» ABOUT THIS TASK: Where the lines below hold images, skip those and copy every word exactly.

» TASK MATERIAL:
---+---

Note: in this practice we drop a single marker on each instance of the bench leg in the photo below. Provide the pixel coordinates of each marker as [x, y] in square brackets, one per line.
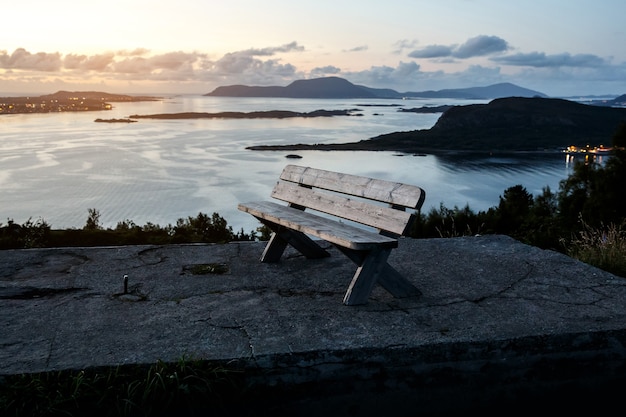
[366, 276]
[388, 278]
[396, 284]
[283, 237]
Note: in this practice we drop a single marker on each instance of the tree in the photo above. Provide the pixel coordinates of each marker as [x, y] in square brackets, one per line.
[93, 220]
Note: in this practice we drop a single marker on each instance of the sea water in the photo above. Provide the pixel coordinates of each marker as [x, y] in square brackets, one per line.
[56, 167]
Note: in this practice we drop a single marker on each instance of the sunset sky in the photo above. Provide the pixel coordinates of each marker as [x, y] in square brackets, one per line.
[557, 47]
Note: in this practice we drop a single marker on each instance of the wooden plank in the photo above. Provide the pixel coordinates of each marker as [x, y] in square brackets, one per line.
[379, 217]
[394, 193]
[341, 234]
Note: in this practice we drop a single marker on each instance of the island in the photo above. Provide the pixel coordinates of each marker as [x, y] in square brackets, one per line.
[66, 101]
[115, 121]
[503, 125]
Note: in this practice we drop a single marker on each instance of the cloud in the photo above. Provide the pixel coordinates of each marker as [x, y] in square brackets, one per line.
[541, 60]
[404, 44]
[357, 49]
[324, 71]
[270, 51]
[474, 47]
[21, 59]
[433, 51]
[99, 62]
[481, 46]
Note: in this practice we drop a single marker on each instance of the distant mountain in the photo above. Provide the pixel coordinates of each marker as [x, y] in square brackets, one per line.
[503, 125]
[329, 87]
[335, 87]
[490, 92]
[616, 102]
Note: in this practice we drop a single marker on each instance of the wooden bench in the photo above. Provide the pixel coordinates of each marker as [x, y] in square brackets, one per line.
[381, 205]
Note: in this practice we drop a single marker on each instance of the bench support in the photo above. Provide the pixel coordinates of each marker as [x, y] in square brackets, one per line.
[373, 269]
[282, 237]
[372, 266]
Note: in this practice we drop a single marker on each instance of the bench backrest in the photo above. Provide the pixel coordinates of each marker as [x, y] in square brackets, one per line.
[300, 187]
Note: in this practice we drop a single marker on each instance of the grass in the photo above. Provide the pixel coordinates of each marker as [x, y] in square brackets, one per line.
[182, 388]
[603, 247]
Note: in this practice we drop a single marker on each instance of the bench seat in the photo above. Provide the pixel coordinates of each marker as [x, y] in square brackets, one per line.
[375, 209]
[342, 234]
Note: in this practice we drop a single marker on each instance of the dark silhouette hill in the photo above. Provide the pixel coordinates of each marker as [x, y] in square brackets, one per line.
[335, 87]
[507, 124]
[329, 87]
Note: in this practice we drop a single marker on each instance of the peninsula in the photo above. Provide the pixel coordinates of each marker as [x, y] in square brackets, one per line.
[270, 114]
[66, 101]
[503, 125]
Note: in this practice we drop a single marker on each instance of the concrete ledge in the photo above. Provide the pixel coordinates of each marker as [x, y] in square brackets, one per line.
[498, 322]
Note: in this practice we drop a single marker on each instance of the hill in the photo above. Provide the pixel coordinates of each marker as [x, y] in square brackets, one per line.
[503, 125]
[335, 87]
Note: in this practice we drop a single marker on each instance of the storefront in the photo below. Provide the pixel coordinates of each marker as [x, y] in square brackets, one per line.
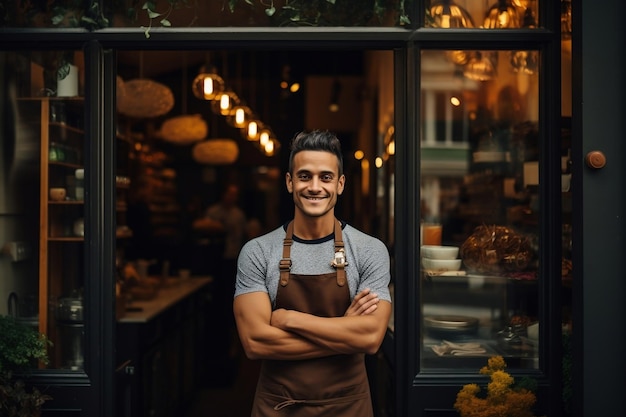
[466, 124]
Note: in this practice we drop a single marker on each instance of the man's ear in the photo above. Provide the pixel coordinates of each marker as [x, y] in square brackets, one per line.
[289, 183]
[341, 184]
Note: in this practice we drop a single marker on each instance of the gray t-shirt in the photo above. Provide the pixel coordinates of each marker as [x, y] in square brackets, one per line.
[367, 257]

---+---

» ANSWER BELOW:
Note: in this practice we drop a single marker on each instance of the bench leg in the photo below. Provide the pixel coordinates of each marker as [x, y] in square brackets, one per line.
[366, 276]
[388, 278]
[396, 284]
[283, 237]
Note: in this practice we drop a single marker on each instance of the tree in the photo above. Provide the pixel coordinates of each marker as [x, y] in square brackets, one per line.
[93, 220]
Note: in this practice we drop a single marker on each instance of the sea water in the photo above. Provide the pixel coordinates of each marker as [x, y] in square brackets, one per line.
[56, 167]
Note: in this practice we drop a single marker on each instance of the sunset sky in the photo above. Provide the pixel coordinates of each marker as [x, y] in square brackets, one per line.
[557, 47]
Note: in this practice we drop a single marker on each instance of the wooden plank in the photo above. Provide the pixel coordinates of each marker as [x, y] in square brackets, one per line.
[379, 217]
[394, 193]
[341, 234]
Note: in this practice we drop a single marker on each instance of the island in the photo above. Provide the pixel coordinates of each marker as [x, y] in square brackets, one per line.
[66, 101]
[115, 121]
[503, 125]
Note: in this practice we drop a single marker on each instance of the cloud in the photo above. Provide the pixel coordinates of each marker as [x, y] in square brackets, one per line.
[541, 60]
[404, 44]
[357, 49]
[324, 71]
[270, 51]
[474, 47]
[21, 59]
[433, 51]
[99, 62]
[481, 46]
Note: in this practice we drop a single marker on each instance of the distant mountain in the photo above. Provide the pixel coordinates of each marker as [x, y] in square brackets, one per line.
[503, 125]
[329, 87]
[335, 87]
[490, 92]
[616, 102]
Note: in this practice we drop a single marker on each instance of the wooden bench in the photo above. Provide the pixel coordinates of each marker as [x, y] in square brackets, one per line.
[381, 205]
Note: in this practice we drop a single marker on each instance of the bench support in the photo above. Provide the pixel coordinates of each marker as [x, y] in square brackets, one per line.
[373, 269]
[282, 237]
[372, 266]
Note: in this practice we drop a single marker on each instance of the bench backrest in the photo above. Provide the pixel coordinates of each marker as [x, y] in square brackets, one per line.
[300, 187]
Note: in this practice we drop a single marker on each instance of the grass in the photo above. Provide the pixel coordinates of each marker as [x, y] in square brackets, one per line.
[182, 388]
[603, 247]
Note: in this practice we drop a single marker on each instance of the bench seat in the photo above. Provide the pixel coordinates of each marker as [x, y] in square brackets, one per line.
[375, 209]
[342, 234]
Note: in this practice we drop a single marker on each instance of the dark silhouette hill in the photo above. Provide the pixel coordinates of each marker as [x, y] in square brackets, one per line.
[335, 87]
[507, 124]
[329, 87]
Note: in this practice we drop a single marker on each instance of the peninsula in the photo above. Provide the pixel coordinates of each marker as [x, y] in square brackets, one per line.
[270, 114]
[66, 101]
[503, 125]
Note: in this practice we drop a single marker on each instance of the concrete ledge in the photo above. Provide the pixel coordinates of each marker as [x, y] in square brackets, one per line.
[498, 322]
Note: in this practice we drop a single marker on each instance of the hill in the photo above. Provide the pixel coordinates of each marker as [x, y] in square brackets, one per line.
[503, 125]
[335, 87]
Note: in this practice we drop a single marker on each instance of the storefront in the photo below. Provide the pixel coordinates of each marker as [x, y] in square brackets, one per line.
[466, 124]
Note: in this practice we drop a single marker on each instance of the man's ear in the photo above. Provide the pixel coordinates of each marker as [x, y] in square brackets, one per line.
[289, 183]
[341, 184]
Note: in this practice we drop a single marker on each instance of the gray t-shirt in the photo above. Provide the pixel coordinates of each marker as [x, y] in square brackets, one per line.
[367, 257]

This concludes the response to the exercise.